▶ **EXCERPT TO READ**:
● ● ● ● ● ● ●
I contend that convenient access adds little pain for the original author, but adds huge value for the scientific community. Why should we need to execute the description of some corpus from some paper, if it requires substantial work for us, but the corpus would be easily shared by the primary author. Why should we work hard to "reproduce the corpus" if some little help by the original authors would make reproducibility (of the corpus and most of the research work, perhaps) a charm.


Naysayers -- get lost

I can think of many reasons why 'convenient access' is not getting off the ground. Here are few obvious options:
  • "It's extra work, even if it is little extra work." This problem can be solved if incentives are created. For instance, publications on empirical analysis with 'convenient access' to the corpus could be rated higher than those w/o. Also, just like tool papers in many venues, there could be corpus papers.
  • "There is sufficient, inconvenient access available already." At least, for one of the two examples above, I fully understand how I could go about gathering the corpus myself, but I have not executed this plan, even though I could really use this corpus in some ongoing research activity. It's just too much work for me. I am effectively hampered in benefitting from the authors' research beyond their immediate results.
  • "Provision of convenient access is too difficult." Think of a corpus of Java programs. Suddenly, an access provider gets into the business of configuration management. After all, convenience would imply that the corpus builds and runs out of the box. I think the short-term answer is that access to the corpus w/o extra "out-of-the box" magic is still more convenient than no access. The long-term-answer is that we may need a notion of remote access to corpora, where I can give you access to my corpus in my environment, through appropriate, web-based or service-oriented interfaces.
  • "Convenient access gives a head start to the competition." I refuse to believe that this is really too relevant in academic practice. For instance, I am sure that the research groups behind the above-mentioned papers have no "corpus monopoly" in mind. I have not done much work on empirical analysis, but I have experience with papers that "give away details", and I must say that those papers which give away the most typically coincide with those which have the highest impact in all possible ways.
  • "There is copyright & Co. in the way." Yes, it is. This is a serious problem, and we better focus on solving the problem shortly, if we want to get anywhere with science and (IT) society in this age. This post will just explode if I tried to comment on that issue over here. There are many good ideas around on this issue, and we all understand that some amount of sharing works even now in this very imperfect world as we have it. If you are pro-Research 2.0, don't get bogged down by this red herring.
Well, I can think of quite a number of other reasons, but I reckon that all the usual suspects have been named, and everything else can be delegated perhaps to some discussion on this blog or elsewhere.

Regards,
Ralf Lämmel

PS: CS is of an age that empirical research is becoming viral and vital. I am grateful for talking to Jean-Marie occasionally with his lucid vision of Research 2.0 and linguistics for software languages---two topics that are strongly connected. Empirical analysis of software languages has got to be an integral part of software language linguistics. Specialized software-engineering conferences like SLE, ICPC and MSR or even big ones like ICSE or OOPSLA include empirical research for a while now.

Comments

  1. I could not agree more with the need for better data sharing practices within and among research communities in Empirical Software Engineering. If you are interested in this topic, you may want to check out the RESER workshop at ICSE 2010, coming up in May (http://sequoia.cs.byu.edu/reser2010). Research reporting (including data sharing and tooling) is an important sub-topic of replication.

    ReplyDelete
  2. Thanks, Jonathan. I was indeed not aware of the workshop. Cool.
● ● ● ● ● ● ●
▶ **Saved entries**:
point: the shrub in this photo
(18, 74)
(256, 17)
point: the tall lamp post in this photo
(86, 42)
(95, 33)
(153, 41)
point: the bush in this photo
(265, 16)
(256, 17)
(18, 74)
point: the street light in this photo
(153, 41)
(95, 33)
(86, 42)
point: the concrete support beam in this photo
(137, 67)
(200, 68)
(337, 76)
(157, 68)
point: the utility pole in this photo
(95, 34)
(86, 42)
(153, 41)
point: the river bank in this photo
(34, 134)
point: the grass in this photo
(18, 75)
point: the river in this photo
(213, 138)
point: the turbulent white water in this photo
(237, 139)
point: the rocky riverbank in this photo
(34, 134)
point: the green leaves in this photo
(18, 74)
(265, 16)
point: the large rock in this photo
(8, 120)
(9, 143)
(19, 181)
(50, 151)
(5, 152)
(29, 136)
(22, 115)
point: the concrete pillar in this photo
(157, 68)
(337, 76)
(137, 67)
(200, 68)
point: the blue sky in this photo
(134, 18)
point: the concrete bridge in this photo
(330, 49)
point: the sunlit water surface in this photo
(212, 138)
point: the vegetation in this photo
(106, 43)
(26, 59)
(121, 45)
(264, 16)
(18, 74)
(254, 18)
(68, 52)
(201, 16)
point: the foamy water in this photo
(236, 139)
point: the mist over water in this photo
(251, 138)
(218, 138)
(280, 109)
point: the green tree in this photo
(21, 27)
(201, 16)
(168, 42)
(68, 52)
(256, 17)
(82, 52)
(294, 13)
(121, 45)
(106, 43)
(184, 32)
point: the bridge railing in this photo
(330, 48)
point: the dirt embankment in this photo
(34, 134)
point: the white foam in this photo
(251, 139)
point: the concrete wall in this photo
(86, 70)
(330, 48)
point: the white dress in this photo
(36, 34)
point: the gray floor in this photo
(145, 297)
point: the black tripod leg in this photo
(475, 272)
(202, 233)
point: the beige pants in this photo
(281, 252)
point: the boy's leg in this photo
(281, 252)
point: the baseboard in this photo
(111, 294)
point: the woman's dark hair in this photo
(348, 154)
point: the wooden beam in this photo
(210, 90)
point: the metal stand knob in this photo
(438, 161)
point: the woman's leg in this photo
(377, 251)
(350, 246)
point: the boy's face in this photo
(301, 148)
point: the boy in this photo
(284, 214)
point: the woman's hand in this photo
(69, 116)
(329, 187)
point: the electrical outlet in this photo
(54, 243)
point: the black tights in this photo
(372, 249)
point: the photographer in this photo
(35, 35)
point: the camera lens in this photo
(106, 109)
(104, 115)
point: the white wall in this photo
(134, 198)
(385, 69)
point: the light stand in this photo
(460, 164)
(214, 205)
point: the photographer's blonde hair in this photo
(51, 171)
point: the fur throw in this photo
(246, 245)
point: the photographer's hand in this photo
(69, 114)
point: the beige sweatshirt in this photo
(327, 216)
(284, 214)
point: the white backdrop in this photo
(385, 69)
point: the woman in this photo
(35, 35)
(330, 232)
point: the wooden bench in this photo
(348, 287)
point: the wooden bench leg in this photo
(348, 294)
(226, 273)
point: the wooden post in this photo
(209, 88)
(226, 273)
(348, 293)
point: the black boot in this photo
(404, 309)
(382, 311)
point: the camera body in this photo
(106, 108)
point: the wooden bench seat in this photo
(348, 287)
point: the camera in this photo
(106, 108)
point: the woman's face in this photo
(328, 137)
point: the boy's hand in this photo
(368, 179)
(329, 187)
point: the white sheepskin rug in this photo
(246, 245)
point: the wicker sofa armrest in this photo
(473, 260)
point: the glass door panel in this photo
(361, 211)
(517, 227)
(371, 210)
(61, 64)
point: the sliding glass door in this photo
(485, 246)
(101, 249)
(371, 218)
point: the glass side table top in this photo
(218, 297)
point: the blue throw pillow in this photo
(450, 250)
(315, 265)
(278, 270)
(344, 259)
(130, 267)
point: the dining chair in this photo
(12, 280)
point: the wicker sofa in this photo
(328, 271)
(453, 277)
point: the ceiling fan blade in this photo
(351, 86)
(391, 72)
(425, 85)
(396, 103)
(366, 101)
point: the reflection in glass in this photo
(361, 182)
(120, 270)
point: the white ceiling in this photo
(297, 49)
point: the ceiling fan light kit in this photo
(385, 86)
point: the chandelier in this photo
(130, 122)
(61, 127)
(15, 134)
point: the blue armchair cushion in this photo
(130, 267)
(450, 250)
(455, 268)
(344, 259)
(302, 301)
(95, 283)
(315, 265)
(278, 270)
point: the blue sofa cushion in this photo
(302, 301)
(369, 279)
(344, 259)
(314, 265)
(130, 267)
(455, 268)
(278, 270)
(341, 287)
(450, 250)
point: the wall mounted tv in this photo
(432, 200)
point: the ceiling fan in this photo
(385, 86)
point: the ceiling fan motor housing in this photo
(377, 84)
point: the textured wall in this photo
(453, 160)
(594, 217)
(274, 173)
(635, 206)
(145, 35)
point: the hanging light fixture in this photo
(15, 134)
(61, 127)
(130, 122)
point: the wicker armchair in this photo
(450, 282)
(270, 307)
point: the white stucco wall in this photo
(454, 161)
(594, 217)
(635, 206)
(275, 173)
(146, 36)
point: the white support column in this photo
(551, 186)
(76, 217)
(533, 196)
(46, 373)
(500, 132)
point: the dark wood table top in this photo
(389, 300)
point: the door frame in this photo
● ● ● ● ● ● ●
▶ **REQUIRED ACTION**:
Using the post on corpus access above, answer these questions:
1. Which papers does the post suggest could be rated higher than others to create an incentive?
2. Which workshop does the first comment recommend, and at which conference is it held?
3. Which specialized software-engineering conferences does the PS name as including empirical research?

▶ **ANSWER**:
1. Publications on empirical analysis that offer convenient access to the corpus could be rated higher than those without it.
2. The RESER workshop at ICSE 2010.
3. SLE, ICPC and MSR.